Natural-language object grounding data:
· · · · · · ·

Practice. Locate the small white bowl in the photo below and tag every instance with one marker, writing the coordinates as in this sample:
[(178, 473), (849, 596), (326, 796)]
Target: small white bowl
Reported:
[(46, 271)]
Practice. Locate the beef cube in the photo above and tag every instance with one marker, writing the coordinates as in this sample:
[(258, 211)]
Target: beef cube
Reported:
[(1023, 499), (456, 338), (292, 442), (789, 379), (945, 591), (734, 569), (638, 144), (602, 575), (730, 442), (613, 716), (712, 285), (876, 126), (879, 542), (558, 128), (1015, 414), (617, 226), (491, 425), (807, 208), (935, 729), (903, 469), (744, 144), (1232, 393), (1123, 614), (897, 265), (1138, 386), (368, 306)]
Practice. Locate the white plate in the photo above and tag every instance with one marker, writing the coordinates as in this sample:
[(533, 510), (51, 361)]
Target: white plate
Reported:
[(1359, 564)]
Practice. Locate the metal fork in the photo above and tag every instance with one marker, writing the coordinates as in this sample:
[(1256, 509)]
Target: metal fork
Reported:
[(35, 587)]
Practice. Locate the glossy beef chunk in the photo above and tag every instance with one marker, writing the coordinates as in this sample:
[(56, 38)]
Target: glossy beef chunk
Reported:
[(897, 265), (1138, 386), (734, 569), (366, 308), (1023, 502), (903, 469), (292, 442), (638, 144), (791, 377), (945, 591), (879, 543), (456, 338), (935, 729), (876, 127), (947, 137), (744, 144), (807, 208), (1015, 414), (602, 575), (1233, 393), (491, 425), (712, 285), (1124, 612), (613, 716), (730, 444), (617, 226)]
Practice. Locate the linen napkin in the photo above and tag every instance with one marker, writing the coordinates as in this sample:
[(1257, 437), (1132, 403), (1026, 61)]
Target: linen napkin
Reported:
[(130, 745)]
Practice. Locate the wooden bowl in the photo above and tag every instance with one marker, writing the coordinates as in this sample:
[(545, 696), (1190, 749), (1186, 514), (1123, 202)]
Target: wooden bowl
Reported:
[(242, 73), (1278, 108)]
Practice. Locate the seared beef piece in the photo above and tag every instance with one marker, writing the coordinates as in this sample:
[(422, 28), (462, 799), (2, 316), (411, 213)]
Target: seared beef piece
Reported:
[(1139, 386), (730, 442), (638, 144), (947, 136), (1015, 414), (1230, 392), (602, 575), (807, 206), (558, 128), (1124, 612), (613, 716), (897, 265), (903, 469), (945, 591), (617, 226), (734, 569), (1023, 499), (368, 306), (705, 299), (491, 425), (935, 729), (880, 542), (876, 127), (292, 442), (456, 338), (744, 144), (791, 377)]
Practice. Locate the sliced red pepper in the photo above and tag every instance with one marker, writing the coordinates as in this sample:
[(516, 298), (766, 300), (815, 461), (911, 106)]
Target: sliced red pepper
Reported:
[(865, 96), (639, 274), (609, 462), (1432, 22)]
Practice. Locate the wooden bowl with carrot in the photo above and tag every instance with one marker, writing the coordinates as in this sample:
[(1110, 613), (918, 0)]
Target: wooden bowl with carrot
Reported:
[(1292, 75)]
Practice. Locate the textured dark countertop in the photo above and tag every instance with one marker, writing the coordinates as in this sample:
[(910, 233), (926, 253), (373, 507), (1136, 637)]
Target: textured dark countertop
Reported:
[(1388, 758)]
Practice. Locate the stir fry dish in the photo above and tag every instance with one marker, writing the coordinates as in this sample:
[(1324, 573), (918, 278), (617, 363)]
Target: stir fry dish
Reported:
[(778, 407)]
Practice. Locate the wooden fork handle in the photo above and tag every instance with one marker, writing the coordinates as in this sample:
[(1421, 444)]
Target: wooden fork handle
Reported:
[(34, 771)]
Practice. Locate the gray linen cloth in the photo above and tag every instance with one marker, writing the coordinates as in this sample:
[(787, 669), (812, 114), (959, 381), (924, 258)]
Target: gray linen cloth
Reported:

· · · · · · ·

* [GOAL OF THE EXERCISE]:
All of the lines above must be returned exactly as they stand.

* [RESPONSE FOR THIS EXERCISE]:
Practice. Locate the small white bowl in the photo below and tag every instance with one marker, writing the coordinates as in this sample:
[(178, 473), (849, 596), (326, 796)]
Target: small white bowl
Reported:
[(46, 271)]
Practice. Locate the beef cube in the photo above and tag every instance with one marker, writing the coordinates as in this sample:
[(258, 211)]
Target: beef cube
Reported:
[(1023, 499), (456, 338), (292, 442), (789, 379), (945, 591), (734, 569), (638, 144), (602, 575), (730, 442), (613, 716), (712, 285), (876, 126), (879, 542), (558, 128), (1015, 414), (617, 226), (491, 425), (807, 208), (935, 729), (903, 469), (744, 144), (1232, 393), (1123, 614), (897, 265), (1138, 386), (368, 306)]
Practice. Locate the white plate in the photo above and tag every instance with one marker, writing the coordinates as in this sample:
[(533, 510), (51, 361)]
Target: white plate
Reported:
[(1359, 564)]
Practice. Locate the metal fork in the photo above and tag every instance with one marker, writing the coordinates as in this sample:
[(1256, 509)]
Target: metal fork
Reported:
[(35, 587)]
Practice. Locate the glossy beef chunk in the photo above and tag every instance with one marker, writing the coordinates as in this sample:
[(56, 38)]
Target: glossy beef chunk
Reported:
[(897, 265), (1138, 386), (734, 569), (366, 308), (1023, 502), (903, 469), (292, 442), (638, 144), (791, 377), (945, 591), (879, 543), (456, 338), (935, 729), (876, 127), (947, 137), (744, 144), (807, 208), (1015, 414), (602, 575), (1233, 393), (491, 425), (712, 285), (1124, 612), (613, 716), (730, 444), (617, 226)]
Practice. Locate the linen napkin in the photo above and tag every instance with one marker, writing the coordinates as in this sample:
[(1257, 437), (1132, 403), (1026, 61)]
Target: linen napkin
Reported:
[(130, 745)]
Practice. Locate the wooden bowl in the photo above and tag every instance with one marker, writing the coordinates as in this sample:
[(545, 696), (1190, 749), (1186, 514), (1123, 202)]
Target: wooden bowl
Reported:
[(242, 73), (1278, 108)]
Practice. Locate the seared beef piece in the photo above and tag every instance with one marker, writing the coordinates as in this sample:
[(422, 28), (462, 799), (2, 316), (411, 213)]
Target: seared beef piece
Reported:
[(1139, 386), (730, 442), (638, 144), (947, 136), (1015, 414), (1230, 392), (602, 575), (807, 206), (558, 128), (1124, 612), (613, 716), (897, 265), (903, 469), (945, 591), (617, 226), (734, 569), (1023, 499), (368, 306), (705, 299), (491, 425), (935, 729), (880, 542), (876, 127), (292, 442), (456, 338), (744, 144), (791, 377)]
Practice. Locate the sliced red pepper in the photo above and tag every instance with one marker, writing the coordinates as in this sample:
[(516, 298), (766, 300), (815, 461), (911, 106)]
Target: sliced red pepper
Reported:
[(865, 96), (639, 274), (609, 462), (1432, 22)]
Practice. Locate the wooden bowl with carrot in the photo above and tag every instance with one marker, writing the coordinates as in this sample:
[(1110, 613), (918, 0)]
Target: wooden bowl with carrot
Reported:
[(1292, 75)]
Practice. Locate the textured dark countertop in the photo above and tag every instance with one marker, writing the coordinates as in this sample:
[(910, 233), (926, 253), (373, 507), (1136, 637)]
Target: textured dark countertop
Reported:
[(1388, 758)]
Practice. Locate the stir fry dish in the photo above and tag every instance with one marker, writing the coordinates as in this sample:
[(1324, 573), (918, 278), (617, 363)]
Target: stir fry dish
Reported:
[(778, 407)]
Practice. Locate the wooden fork handle in the photo above and tag every instance with one marker, writing the coordinates as in this sample:
[(1421, 444)]
Target: wooden fork handle
Reported:
[(34, 771)]
Practice. Locate the gray linen cloth in the photo above and tag every instance with one marker, writing the coordinates as in this sample:
[(787, 669), (812, 114), (959, 381), (924, 258)]
Target: gray linen cloth
Reported:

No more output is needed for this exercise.